■ **Required action**
Check every line below for the word "windshield" and show those that hold it.

■ **Material shown**
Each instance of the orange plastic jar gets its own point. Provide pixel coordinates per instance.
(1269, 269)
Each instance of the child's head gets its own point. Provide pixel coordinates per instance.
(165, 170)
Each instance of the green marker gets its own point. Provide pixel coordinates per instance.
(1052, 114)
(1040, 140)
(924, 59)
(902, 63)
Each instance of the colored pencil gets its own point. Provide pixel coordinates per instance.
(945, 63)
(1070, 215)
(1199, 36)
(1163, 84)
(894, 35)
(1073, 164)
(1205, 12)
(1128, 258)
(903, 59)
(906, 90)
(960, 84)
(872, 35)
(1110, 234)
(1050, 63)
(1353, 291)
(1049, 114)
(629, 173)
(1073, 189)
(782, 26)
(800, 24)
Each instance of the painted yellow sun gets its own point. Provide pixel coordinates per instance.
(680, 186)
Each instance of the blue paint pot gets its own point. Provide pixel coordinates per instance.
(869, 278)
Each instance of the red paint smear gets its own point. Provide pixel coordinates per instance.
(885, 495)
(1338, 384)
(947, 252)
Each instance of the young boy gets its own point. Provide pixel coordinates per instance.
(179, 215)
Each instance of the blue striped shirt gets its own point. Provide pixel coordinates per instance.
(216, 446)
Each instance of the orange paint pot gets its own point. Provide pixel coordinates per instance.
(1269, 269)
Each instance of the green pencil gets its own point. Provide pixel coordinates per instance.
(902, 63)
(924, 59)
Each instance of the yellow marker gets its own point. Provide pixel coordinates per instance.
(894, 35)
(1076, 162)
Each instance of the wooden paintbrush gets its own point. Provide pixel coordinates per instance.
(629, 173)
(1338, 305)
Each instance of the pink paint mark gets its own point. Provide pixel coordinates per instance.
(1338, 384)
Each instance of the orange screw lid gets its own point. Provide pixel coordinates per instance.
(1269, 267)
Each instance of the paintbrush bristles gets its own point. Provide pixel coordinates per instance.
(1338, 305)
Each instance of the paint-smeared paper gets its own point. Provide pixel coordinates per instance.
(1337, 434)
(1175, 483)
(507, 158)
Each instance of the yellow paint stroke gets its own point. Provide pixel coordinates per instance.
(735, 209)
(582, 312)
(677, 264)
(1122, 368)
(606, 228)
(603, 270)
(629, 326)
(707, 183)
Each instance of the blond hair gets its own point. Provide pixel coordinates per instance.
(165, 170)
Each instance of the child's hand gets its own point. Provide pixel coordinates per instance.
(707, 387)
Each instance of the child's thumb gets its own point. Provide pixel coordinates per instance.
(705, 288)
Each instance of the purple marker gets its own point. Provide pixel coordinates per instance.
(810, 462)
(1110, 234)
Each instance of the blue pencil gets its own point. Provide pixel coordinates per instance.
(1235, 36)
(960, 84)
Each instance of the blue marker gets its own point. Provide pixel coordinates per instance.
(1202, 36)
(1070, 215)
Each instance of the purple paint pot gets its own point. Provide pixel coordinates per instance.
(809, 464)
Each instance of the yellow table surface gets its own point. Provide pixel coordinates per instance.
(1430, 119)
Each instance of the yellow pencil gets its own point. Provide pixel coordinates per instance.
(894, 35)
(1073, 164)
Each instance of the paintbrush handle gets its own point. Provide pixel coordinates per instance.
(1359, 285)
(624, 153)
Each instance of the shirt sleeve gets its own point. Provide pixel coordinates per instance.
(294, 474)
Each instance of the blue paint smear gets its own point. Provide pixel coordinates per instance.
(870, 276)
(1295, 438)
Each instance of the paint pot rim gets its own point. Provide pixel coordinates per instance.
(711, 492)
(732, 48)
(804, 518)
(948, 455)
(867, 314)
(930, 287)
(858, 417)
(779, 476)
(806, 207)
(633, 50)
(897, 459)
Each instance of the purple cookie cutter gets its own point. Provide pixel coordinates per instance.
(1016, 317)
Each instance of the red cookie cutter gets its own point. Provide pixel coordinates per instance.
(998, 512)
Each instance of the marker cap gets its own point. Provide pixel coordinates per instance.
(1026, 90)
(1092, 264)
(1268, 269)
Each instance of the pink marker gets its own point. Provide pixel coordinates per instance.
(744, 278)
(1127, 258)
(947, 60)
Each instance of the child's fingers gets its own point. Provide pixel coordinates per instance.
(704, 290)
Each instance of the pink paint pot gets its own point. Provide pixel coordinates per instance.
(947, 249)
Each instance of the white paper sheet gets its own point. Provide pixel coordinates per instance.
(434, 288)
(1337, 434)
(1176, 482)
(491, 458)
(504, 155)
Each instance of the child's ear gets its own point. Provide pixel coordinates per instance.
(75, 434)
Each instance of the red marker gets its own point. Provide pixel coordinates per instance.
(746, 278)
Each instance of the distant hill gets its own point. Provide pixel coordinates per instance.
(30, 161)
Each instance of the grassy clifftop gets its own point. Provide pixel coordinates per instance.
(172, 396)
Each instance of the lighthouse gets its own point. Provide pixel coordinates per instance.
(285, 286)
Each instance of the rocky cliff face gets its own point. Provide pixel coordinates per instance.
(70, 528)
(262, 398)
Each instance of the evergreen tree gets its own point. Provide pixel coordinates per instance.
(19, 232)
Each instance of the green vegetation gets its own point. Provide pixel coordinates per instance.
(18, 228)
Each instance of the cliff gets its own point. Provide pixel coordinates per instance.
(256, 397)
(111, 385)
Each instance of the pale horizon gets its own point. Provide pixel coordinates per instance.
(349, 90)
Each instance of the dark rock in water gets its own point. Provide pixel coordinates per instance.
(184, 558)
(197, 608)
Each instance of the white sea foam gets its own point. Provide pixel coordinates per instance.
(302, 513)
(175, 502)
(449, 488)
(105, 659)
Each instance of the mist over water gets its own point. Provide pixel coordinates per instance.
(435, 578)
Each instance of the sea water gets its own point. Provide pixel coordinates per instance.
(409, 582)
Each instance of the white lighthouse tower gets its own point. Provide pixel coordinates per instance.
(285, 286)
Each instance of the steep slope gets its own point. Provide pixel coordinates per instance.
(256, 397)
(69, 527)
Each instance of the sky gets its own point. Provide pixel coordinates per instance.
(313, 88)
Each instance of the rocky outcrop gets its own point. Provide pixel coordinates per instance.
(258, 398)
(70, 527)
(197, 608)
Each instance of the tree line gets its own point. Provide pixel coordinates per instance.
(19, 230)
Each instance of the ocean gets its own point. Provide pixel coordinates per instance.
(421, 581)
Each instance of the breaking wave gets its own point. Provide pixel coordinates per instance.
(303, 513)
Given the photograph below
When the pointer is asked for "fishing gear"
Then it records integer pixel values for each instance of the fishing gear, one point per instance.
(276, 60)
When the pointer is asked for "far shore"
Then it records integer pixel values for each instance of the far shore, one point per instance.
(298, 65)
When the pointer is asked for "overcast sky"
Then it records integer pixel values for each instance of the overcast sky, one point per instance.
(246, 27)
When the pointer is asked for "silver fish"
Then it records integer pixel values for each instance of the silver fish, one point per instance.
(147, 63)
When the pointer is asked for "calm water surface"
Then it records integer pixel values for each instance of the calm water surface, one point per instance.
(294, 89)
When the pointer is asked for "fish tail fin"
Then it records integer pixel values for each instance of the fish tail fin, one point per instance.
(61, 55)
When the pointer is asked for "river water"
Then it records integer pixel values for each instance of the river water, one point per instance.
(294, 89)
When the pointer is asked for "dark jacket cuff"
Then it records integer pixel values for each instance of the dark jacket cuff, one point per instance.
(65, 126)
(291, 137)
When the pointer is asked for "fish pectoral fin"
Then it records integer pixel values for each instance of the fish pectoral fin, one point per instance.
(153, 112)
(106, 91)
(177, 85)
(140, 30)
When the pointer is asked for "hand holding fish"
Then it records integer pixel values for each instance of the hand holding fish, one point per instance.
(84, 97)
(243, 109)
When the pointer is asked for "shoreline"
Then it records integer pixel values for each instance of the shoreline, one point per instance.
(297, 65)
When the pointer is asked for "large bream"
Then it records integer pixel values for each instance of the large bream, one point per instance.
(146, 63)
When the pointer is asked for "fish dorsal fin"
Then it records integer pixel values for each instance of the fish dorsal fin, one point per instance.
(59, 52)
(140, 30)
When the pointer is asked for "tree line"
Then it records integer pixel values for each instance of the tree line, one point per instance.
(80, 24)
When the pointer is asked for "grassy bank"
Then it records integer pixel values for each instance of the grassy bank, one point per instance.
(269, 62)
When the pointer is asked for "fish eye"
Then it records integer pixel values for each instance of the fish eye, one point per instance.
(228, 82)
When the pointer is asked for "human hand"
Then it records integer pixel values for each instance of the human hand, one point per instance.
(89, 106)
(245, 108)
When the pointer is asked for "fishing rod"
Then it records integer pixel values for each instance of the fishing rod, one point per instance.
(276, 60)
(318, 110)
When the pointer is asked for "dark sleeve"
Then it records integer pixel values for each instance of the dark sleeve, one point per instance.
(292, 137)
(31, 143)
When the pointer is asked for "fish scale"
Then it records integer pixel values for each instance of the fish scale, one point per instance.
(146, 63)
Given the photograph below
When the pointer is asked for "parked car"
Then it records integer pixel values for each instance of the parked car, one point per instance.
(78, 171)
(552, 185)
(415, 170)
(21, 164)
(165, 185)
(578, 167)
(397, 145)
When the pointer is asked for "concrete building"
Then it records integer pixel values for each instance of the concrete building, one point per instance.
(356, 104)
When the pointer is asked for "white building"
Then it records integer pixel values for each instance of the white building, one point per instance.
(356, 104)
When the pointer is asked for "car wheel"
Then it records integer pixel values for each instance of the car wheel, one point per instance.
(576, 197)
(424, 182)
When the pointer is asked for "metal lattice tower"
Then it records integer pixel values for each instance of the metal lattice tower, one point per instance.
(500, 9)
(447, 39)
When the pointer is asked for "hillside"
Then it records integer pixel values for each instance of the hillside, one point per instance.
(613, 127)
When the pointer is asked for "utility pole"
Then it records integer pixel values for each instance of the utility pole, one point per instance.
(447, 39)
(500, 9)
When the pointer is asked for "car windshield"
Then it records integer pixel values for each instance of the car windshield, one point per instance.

■ **Solution**
When the pointer is asked for "car windshield"
Then it records integer pixel values for each instance of the car windshield, one point per instance.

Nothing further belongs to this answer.